# Excerpt to read:
┄┄┄┄┄┄

2.8 KiB
2.8 KiB
name, description
| name | description |
|---|---|
| specweave-kafka:monitor-setup | Set up comprehensive Kafka monitoring with Prometheus + Grafana. Configures JMX exporter, dashboards, and alerting rules. |
Set Up Kafka Monitoring
Configure comprehensive monitoring for your Kafka cluster using Prometheus and Grafana.
What This Command Does
- JMX Exporter Setup: Configure Prometheus JMX exporter for Kafka brokers
- Prometheus Configuration: Add Kafka scrape targets
- Grafana Dashboards: Install 5 pre-built dashboards
- Alerting Rules: Configure 14 critical/high/warning alerts
- Verification: Test metrics collection and dashboard access
Interactive Workflow
I'll detect your environment and guide setup:
Environment Detection
- Kubernetes (Strimzi/Confluent Operator) → Use PodMonitor
- Docker Compose → Add Prometheus + Grafana services
- VM/Bare Metal → Configure JMX exporter JAR
Question 1: Where is Kafka running?

┄┄┄┄┄┄

# Directive A:
Name each item listed under "What This Command Does" on the Kafka monitoring page.
# Directive B:
Rewrite the Kafka monitoring page from "What This Command" to "is Kafka running?", putting "Redpanda" in place of "Kafka".
# Directive C:
According to the Kafka monitoring page, how many alerts does the command configure?

┄┄┄┄┄┄

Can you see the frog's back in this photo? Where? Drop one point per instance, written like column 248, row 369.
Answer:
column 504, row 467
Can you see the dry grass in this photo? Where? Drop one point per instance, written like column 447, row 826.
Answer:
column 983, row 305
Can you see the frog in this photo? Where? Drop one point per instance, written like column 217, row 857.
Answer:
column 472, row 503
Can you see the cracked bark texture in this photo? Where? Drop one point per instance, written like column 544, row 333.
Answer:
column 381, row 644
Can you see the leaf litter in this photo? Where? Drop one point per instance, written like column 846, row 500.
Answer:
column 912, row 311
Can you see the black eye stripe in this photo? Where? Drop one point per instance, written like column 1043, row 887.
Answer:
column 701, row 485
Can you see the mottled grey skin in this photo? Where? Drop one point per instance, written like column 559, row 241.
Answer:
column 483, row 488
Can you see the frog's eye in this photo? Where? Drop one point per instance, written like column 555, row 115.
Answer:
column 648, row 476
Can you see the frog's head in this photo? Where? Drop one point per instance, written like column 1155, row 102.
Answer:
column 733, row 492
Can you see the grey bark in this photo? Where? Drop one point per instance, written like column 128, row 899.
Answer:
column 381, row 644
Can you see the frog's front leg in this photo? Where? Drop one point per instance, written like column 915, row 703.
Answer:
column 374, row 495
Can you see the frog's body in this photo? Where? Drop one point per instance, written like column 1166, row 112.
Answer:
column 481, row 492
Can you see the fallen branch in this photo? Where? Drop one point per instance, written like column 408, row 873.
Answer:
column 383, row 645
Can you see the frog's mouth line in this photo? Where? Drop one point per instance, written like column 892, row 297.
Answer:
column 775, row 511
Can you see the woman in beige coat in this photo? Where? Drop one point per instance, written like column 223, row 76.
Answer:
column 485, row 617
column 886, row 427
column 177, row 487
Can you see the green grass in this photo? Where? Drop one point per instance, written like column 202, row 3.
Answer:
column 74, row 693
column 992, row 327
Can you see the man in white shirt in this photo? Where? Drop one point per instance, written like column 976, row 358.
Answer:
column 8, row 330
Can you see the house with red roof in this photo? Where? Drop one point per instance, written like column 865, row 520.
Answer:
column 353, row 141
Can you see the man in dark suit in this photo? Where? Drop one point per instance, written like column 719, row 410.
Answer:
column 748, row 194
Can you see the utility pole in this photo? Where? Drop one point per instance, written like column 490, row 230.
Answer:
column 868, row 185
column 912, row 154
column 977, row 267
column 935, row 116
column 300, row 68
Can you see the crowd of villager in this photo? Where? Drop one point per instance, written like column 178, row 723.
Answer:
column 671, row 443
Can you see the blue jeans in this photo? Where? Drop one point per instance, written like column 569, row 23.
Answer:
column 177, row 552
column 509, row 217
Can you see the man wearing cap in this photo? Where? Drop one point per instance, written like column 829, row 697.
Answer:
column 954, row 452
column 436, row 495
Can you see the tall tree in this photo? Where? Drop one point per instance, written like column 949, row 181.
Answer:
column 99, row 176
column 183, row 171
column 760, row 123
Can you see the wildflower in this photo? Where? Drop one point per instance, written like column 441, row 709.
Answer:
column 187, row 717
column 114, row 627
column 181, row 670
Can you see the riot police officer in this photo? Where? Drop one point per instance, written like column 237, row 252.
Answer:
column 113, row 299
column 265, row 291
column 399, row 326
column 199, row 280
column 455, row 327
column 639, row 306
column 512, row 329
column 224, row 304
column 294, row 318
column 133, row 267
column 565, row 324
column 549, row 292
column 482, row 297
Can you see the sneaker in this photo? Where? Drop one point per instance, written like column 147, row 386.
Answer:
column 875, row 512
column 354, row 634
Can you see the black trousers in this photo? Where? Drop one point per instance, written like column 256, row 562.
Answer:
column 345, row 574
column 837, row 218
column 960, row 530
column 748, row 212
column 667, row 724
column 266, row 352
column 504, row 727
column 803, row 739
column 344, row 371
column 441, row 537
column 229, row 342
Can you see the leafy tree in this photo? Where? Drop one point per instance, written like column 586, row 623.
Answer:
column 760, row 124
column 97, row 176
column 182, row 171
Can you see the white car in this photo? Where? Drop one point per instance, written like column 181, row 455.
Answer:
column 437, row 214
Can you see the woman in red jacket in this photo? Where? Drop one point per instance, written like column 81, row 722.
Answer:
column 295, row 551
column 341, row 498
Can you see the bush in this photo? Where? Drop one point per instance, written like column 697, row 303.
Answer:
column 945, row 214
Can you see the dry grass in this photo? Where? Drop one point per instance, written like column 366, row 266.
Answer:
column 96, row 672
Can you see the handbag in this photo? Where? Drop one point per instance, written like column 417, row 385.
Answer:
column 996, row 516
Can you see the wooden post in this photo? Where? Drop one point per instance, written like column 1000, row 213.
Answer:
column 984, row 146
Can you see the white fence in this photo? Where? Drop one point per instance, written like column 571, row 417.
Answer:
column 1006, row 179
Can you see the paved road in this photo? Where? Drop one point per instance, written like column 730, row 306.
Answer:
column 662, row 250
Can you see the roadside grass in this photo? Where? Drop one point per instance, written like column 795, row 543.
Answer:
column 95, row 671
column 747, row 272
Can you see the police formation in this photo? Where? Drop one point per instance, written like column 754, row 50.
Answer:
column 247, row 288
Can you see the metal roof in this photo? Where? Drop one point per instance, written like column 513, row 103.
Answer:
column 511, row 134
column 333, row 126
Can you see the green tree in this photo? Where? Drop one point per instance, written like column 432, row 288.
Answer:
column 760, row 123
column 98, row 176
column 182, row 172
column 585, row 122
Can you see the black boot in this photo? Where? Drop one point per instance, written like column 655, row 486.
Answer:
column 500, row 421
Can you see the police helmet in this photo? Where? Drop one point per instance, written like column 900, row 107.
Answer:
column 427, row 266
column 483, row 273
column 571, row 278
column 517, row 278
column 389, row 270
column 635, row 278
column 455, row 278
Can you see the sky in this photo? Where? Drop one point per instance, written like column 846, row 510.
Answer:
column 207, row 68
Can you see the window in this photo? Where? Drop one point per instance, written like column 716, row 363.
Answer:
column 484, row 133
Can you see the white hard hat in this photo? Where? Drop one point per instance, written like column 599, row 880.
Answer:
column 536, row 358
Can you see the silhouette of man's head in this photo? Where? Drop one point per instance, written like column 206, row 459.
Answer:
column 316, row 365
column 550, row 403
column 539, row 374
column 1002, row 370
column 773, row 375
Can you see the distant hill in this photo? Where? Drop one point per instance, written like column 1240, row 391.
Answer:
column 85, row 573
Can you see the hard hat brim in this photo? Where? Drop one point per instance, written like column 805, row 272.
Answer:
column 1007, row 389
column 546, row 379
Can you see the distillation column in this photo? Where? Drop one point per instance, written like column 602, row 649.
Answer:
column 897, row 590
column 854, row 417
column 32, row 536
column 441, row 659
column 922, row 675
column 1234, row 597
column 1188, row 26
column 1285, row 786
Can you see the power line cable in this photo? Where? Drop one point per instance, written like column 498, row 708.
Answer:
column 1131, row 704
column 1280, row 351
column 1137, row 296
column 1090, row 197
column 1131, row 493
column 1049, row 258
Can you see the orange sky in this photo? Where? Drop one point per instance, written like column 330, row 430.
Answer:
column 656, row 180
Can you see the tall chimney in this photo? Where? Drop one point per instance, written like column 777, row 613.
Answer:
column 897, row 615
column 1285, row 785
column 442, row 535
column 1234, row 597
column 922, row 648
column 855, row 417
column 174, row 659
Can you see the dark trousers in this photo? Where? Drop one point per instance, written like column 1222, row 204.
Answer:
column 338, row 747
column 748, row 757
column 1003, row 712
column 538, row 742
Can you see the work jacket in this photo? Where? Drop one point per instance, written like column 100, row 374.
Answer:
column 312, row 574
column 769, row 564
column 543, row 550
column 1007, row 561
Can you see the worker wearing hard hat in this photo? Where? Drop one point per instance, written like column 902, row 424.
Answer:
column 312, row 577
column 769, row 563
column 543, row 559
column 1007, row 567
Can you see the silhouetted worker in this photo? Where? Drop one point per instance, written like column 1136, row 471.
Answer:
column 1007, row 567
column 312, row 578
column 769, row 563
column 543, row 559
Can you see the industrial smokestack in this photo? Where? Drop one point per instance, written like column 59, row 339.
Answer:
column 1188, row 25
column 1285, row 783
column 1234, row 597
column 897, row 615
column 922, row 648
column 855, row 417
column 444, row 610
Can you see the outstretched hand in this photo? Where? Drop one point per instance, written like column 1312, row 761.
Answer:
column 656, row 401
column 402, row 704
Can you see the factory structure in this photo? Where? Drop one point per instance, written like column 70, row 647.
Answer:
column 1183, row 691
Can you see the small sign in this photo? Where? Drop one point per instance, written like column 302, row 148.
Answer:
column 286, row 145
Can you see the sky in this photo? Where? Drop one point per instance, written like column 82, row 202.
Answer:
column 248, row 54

┄┄┄┄┄┄

# Reply A:
- JMX Exporter Setup
- Prometheus Configuration
- Grafana Dashboards
- Alerting Rules
- Verification

# Reply B:
What This Command Does
- JMX Exporter Setup: Configure Prometheus JMX exporter for Redpanda brokers
- Prometheus Configuration: Add Redpanda scrape targets
- Grafana Dashboards: Install 5 pre-built dashboards
- Alerting Rules: Configure 14 critical/high/warning alerts
- Verification: Test metrics collection and dashboard access
Interactive Workflow
I'll detect your environment and guide setup:
Environment Detection
- Kubernetes (Strimzi/Confluent Operator) → Use PodMonitor
- Docker Compose → Add Prometheus + Grafana services
- VM/Bare Metal → Configure JMX exporter JAR
Question 1: Where is Redpanda running?

# Reply C:
It configures 14 critical/high/warning alerts.